■ DATA FOR PROCESSING ■
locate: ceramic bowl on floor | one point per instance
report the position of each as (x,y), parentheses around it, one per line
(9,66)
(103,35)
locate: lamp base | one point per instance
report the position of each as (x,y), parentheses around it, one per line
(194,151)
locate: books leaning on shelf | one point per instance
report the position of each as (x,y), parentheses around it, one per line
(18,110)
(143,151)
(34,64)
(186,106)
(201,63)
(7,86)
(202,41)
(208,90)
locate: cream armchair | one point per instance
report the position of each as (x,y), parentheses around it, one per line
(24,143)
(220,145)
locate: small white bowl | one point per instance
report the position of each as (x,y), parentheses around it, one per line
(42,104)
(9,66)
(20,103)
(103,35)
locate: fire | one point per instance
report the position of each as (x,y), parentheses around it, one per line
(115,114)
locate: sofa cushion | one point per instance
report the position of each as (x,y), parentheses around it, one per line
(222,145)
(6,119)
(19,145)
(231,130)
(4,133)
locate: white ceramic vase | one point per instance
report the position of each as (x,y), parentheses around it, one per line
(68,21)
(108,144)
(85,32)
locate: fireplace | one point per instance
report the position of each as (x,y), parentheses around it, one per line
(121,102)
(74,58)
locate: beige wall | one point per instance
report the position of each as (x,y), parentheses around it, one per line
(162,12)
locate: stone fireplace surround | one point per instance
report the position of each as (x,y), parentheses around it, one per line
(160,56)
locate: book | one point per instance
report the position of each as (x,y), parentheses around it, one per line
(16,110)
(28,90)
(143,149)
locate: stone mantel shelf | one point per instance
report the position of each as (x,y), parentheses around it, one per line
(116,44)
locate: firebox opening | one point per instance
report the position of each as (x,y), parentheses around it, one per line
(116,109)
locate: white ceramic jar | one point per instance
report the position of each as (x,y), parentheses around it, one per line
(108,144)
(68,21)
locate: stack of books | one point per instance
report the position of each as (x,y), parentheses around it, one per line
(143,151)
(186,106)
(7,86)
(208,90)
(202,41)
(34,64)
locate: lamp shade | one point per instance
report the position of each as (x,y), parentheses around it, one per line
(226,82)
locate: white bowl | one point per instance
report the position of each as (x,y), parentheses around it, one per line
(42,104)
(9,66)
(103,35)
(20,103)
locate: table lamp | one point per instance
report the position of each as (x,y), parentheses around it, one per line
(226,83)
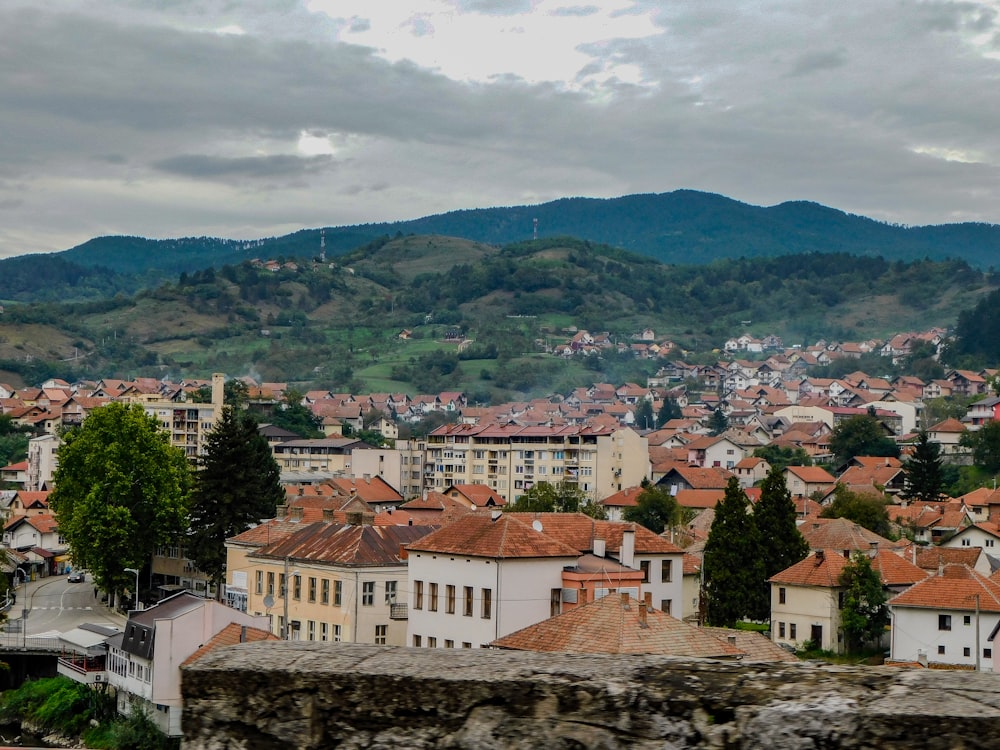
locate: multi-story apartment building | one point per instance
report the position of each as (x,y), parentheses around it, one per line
(511,458)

■ TASK REQUIREMENTS ■
Without the pictures, retype the whole of the material above exactly.

■ EXERCISE RESULT ■
locate: ceramic bowl on floor | one point per instance
report the position of each as (x,y), parentheses around it, one per line
(9,66)
(103,35)
locate: lamp base | one point per instance
report the position of each as (x,y), parentheses around it, one per line
(194,151)
locate: books leaning on shelf | one point per instance
report the position of each as (x,y), parentheses around it, one per line
(18,110)
(143,151)
(34,64)
(186,106)
(201,63)
(7,86)
(202,41)
(208,90)
locate: cream armchair | one point per instance
report the position of each as (x,y), parentheses around it, one per line
(24,143)
(220,145)
locate: small white bowl | one point per instance
report the position of each as (x,y), parentheses around it, one per line
(42,104)
(9,66)
(20,103)
(103,35)
locate: fire | one point per instance
report the position of each as (x,y), parentheses around it, one per line
(115,114)
locate: sofa cushion | one point per instance
report the position of each as (x,y), parentheses around it, one per line
(222,145)
(6,119)
(19,145)
(231,130)
(4,133)
locate: white ceramic vase | one point per instance
report the position of each as (x,y), parentheses around it, one per line
(68,21)
(108,144)
(85,32)
locate: fireplace | one point per instance
report the position of each as (x,y), parentheses around it, one per line
(121,102)
(74,58)
locate: beige wall | one point per instance
report the position of each as (x,y), parentheses around it, one per line
(162,12)
locate: stone fireplace surround | one point per instance
report the position of each as (x,y), parentheses around it, one per line
(160,56)
locate: book | one point per instance
report the position of each as (x,y), parentheses around it, one per line
(16,110)
(28,90)
(143,149)
locate: stone mantel shelf | one point per instance
report the position of each as (x,y), parentheses around it, one per line
(116,44)
locate: firebox opening | one point per instance
report the position of each as (x,y), parentheses around it, one per line
(116,109)
locate: white ceramic jar | one point per instance
report the position of each as (x,y), parentheses around it, one per line
(108,144)
(68,21)
locate: stack of books | one point per instance
report the position of each as (x,y), parentheses around it, one per line
(143,151)
(186,106)
(7,86)
(208,90)
(202,41)
(34,64)
locate: lamp shade | one point per instance
report the position of each as (x,y), parentheses around it, one per line
(226,82)
locate: white bowl | one point per instance
report the position of each as (x,y), parentheses around it, one per line
(42,104)
(9,66)
(103,35)
(20,103)
locate: table lamp | one point per instance
report the position of each as (x,y), parentheses around it, one per line
(226,83)
locate: multi-story apartment building | one point per instance
report the position of each as (x,y), parentheses around it, one per line
(511,458)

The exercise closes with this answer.